■ **Given exercise**: Substitute "one point for each instance" for every occurrence of "one point per instance" in the material below, and reproduce it with all other text left unchanged.

Coordinate annotation entries
════════════════
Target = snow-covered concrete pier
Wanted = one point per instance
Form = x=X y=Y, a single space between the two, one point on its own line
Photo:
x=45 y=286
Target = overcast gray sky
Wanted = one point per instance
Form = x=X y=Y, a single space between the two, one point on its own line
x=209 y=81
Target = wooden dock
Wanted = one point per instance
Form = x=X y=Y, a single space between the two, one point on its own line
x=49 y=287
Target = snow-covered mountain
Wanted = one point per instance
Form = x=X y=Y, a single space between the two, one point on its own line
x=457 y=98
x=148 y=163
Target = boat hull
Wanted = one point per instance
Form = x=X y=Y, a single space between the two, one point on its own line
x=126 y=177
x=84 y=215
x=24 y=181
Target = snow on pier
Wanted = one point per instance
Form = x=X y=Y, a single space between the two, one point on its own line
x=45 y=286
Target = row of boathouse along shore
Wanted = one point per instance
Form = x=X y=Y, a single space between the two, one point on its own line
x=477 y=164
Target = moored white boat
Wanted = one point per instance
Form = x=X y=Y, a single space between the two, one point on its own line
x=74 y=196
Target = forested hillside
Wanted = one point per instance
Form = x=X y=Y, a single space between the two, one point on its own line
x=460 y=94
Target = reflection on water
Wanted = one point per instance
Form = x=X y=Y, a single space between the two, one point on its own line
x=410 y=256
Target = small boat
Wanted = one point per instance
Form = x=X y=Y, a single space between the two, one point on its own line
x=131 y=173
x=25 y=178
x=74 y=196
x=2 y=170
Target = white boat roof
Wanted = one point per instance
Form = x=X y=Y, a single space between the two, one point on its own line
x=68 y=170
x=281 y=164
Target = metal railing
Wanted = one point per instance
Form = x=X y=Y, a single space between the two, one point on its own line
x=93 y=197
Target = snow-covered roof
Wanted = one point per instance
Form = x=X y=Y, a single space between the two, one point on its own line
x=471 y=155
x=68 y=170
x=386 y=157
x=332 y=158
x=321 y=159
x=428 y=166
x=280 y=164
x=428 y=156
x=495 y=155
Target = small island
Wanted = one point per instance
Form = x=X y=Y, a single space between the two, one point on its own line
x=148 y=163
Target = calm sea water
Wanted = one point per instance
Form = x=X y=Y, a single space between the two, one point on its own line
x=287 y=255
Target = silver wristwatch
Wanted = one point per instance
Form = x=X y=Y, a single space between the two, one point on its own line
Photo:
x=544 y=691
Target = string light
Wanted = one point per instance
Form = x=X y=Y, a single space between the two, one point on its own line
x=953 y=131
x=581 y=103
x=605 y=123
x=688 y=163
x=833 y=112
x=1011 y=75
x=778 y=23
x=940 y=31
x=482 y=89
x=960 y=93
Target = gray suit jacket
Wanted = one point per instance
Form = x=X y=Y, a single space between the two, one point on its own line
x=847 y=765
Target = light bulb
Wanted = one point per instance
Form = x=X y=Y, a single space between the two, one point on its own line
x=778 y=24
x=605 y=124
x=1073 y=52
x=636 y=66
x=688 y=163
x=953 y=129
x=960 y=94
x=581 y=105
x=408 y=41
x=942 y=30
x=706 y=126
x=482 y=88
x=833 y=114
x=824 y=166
════════════════
■ **The reply**:
Target = snow-covered concrete pier
Wanted = one point for each instance
Form = x=X y=Y, a single space between the two, one point on its own line
Photo:
x=45 y=286
Target = overcast gray sky
Wanted = one point for each instance
Form = x=X y=Y, a single space between the two, one point on its own line
x=209 y=81
Target = wooden dock
Wanted = one point for each instance
Form = x=X y=Y, a single space between the two, one point on its own line
x=49 y=287
Target = snow-covered mountain
Wanted = one point for each instance
Form = x=X y=Y, a single space between the two, one point on its own line
x=457 y=98
x=148 y=163
Target = boat hull
Wanted = one point for each instance
Form = x=X y=Y, a single space between the two, one point on its own line
x=126 y=177
x=84 y=215
x=24 y=181
Target = snow on pier
Wanted = one point for each instance
Form = x=X y=Y, a single space between the two, one point on its own line
x=45 y=286
Target = row of boathouse along shore
Wanted = one point for each instance
Form = x=X y=Y, a single space between the two, one point on its own line
x=477 y=164
Target = moored white boat
Wanted = one point for each instance
Form = x=X y=Y, a single space between the two, one point on its own line
x=74 y=196
Target = forested hillside
Wanted = one point for each instance
Form = x=X y=Y, a single space between the two, one point on its own line
x=460 y=94
Target = reflection on water
Wanted = one point for each instance
Form = x=X y=Y, a single space between the two, one point on its own line
x=410 y=256
Target = small boat
Wanted = one point for each instance
Form = x=X y=Y, a single space between the two, one point on its own line
x=131 y=173
x=25 y=178
x=74 y=196
x=2 y=170
Target = white boat roof
Wanted = one point for each instance
Form = x=X y=Y, a single space between the two, one point on its own line
x=68 y=170
x=281 y=164
Target = metal railing
Wanted = one point for each instance
Form = x=X y=Y, a single space between the two, one point on its own line
x=93 y=197
Target = snow-covered roof
Wanted = one point for each instance
Form = x=X y=Y, a single space between the two, one point on its own line
x=471 y=155
x=68 y=170
x=386 y=157
x=332 y=158
x=321 y=159
x=428 y=166
x=280 y=164
x=428 y=156
x=495 y=155
Target = small island
Wanted = one point for each instance
Form = x=X y=Y, a single space between the two, one point on its own line
x=148 y=163
Target = calm sea water
Wanted = one point for each instance
Form = x=X y=Y, a single space between the two, one point on its own line
x=287 y=255
Target = silver wristwatch
Wanted = one point for each instance
Form = x=X y=Y, a single space between the two, one point on its own line
Photo:
x=544 y=691
Target = string light
Wanted = one point for each instance
Form = x=X y=Y, a single space between the two, one point on its own line
x=953 y=131
x=581 y=103
x=605 y=123
x=688 y=163
x=833 y=112
x=1011 y=75
x=778 y=23
x=940 y=31
x=482 y=89
x=960 y=93
Target = gray suit jacket
Wanted = one point for each instance
Form = x=X y=Y, a single space between the two, one point on its own line
x=847 y=765
Target = light bulb
Wanted = one point for each instance
Form = x=X y=Y, a single space between the two, one point on its own line
x=778 y=24
x=605 y=124
x=1073 y=52
x=636 y=66
x=688 y=163
x=953 y=129
x=960 y=94
x=581 y=105
x=408 y=41
x=942 y=30
x=706 y=126
x=482 y=88
x=833 y=114
x=824 y=166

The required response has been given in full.